- **SUPPLIED DATA**:
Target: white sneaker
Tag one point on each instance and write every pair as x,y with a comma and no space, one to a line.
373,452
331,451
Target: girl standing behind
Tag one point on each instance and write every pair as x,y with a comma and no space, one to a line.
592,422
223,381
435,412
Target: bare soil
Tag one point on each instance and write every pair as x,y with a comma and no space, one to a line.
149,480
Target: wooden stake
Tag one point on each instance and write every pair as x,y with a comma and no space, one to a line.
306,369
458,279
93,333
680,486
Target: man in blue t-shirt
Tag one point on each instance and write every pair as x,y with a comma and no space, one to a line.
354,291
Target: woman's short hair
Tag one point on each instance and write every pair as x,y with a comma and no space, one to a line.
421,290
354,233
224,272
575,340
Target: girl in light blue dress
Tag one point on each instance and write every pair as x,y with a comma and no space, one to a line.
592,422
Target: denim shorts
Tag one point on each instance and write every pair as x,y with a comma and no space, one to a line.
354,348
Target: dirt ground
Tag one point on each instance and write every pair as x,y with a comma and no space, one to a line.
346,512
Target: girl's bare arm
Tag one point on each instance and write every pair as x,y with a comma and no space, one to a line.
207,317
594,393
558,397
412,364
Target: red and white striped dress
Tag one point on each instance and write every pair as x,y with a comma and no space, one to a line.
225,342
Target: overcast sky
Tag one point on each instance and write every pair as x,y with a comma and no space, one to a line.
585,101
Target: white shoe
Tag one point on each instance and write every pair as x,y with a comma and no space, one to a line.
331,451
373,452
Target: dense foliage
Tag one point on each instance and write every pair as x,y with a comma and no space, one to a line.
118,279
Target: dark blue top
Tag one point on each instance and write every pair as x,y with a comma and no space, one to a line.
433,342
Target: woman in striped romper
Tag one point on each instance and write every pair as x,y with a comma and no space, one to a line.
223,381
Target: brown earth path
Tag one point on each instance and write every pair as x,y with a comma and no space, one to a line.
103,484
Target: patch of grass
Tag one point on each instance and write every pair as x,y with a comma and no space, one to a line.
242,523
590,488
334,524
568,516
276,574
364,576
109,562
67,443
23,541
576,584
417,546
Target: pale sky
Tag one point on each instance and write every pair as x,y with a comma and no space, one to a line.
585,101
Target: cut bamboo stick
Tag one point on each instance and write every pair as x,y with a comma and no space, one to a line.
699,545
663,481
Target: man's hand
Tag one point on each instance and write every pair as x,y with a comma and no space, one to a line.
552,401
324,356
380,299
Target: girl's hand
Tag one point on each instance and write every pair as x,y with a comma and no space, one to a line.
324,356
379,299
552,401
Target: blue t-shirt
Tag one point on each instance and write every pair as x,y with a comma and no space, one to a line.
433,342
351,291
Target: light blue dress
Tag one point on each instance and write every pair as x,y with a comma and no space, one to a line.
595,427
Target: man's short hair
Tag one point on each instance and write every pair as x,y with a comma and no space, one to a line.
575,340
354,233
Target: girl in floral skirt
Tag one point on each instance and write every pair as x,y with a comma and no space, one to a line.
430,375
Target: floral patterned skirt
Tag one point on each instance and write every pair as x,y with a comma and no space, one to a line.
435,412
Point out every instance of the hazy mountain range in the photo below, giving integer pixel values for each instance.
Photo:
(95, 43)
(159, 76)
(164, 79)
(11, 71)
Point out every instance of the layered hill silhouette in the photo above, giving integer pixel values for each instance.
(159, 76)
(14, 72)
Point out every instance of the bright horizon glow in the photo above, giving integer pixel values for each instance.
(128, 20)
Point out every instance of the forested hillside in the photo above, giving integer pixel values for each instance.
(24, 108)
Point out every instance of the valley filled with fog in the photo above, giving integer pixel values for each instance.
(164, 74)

- **ACTION ITEM**: Repeat the material above exactly.

- **RESPONSE**:
Target: white sneaker
Tag one point on each instance and write every pair as x,y with a comma and no space, one to a line.
373,452
331,451
Target: girl standing behind
Tag one point on each instance and write every pair as x,y with a comma and no space, one to a line.
592,422
223,381
435,412
Target: bare soil
Tag one point on each instance and write every pair as x,y with a comma and no space, one to a line.
149,480
Target: wooden stake
Tag one point on each instance and write every pair as x,y with a comma and no space, one to a line.
306,369
458,279
93,333
680,486
Target: man in blue t-shirt
Tag one point on each instance and write every pair as x,y with a comma and no space, one to a line.
354,291
Target: woman's short hair
Tag one point on each instance and write every pair as x,y with a comma and no space, one to a line.
421,290
354,233
224,272
575,340
Target: girl in light blue dress
Tag one point on each instance and write every pair as x,y with a comma and no space, one to a line.
592,422
Target: denim shorts
Tag one point on each instance and write every pair as x,y with a comma and no space, one to a line.
354,348
Target: dirt ground
Tag one point on each instance and write every pair as x,y with a comma and no space, one to a line.
346,512
Target: girl's bare arm
Tag one point on each instance and write every pair as x,y with a comma and no space, one to a line.
207,317
594,393
558,397
412,364
Target: red and white striped dress
Tag one point on each instance and write every pair as x,y with a comma and no space, one to a line.
225,342
Target: overcast sky
Tag one point on each instance and write every pair as x,y with a comma and no space, one to a line.
585,101
Target: white shoe
Tag one point on each instance and write every pair as x,y with a comma and no space, one to a line.
331,451
373,452
Target: dense foliage
Tag one point on each instance and write every pair as x,y with a comma and no space, one to a line.
118,279
Target: dark blue top
Tag one point on each instance and write every pair as x,y with a comma and no space, one to a line.
433,342
Target: woman in striped romper
Tag one point on each instance and write every pair as x,y with a comma and no space, one to a line.
223,381
Target: brown earth path
Tag one point on each instance and write every pair as x,y with a comma and no space, one to a line.
103,484
Target: patch of grass
Tag one point on each instance and write every pair as x,y with a comma and no space, one to a line.
242,523
590,488
334,524
568,516
276,574
364,576
109,562
67,443
23,541
576,584
417,546
Target: pale sky
Tag one point on each instance and write every pair as x,y with a comma and no space, one to a line.
585,101
Target: cut bamboo stick
Tag one point on each instance and write every pair as x,y with a comma and no space, one to a line.
699,545
663,481
Target: man's hand
Tag one point on each instance and write every pair as x,y with a comma and no space, one to a line.
552,401
324,356
380,299
Target: girl's hand
Tag one point on each instance and write every pair as x,y with a comma and no space, one to a line.
324,356
379,299
552,401
Target: blue t-shirt
Tag one point on each instance and write every pair as x,y with a comma and no space, one to a line.
433,342
351,291
Target: light blue dress
Tag one point on each instance and write every pair as x,y with a comma and no space, one to a line.
595,427
Target: man's short hair
Tag one point on each instance and write every pair as x,y with a comma and no space, one to a line.
575,340
354,233
Target: girl in floral skirt
Tag one point on each instance and write every pair as x,y with a comma and no space, one to a line.
430,375
Target: floral patterned skirt
Tag one point on each instance and write every pair as x,y with a comma and no space, one to a line.
435,412
Point out every instance of the hazy mountain range in the photo below, giving integer pixel values for each instance.
Photo:
(95, 43)
(159, 76)
(164, 79)
(11, 71)
Point out every instance of the layered hill silhouette in the photo above, giving integer pixel values for each instance.
(159, 76)
(14, 72)
Point out every instance of the bright horizon glow in the photo above, giving integer pixel values for each instance.
(128, 20)
Point out every instance of the forested hillside in the photo above, giving integer pixel values for each instance.
(24, 108)
Point out every instance of the valley filled with fog in the photo above, giving integer pixel values for each instance.
(164, 74)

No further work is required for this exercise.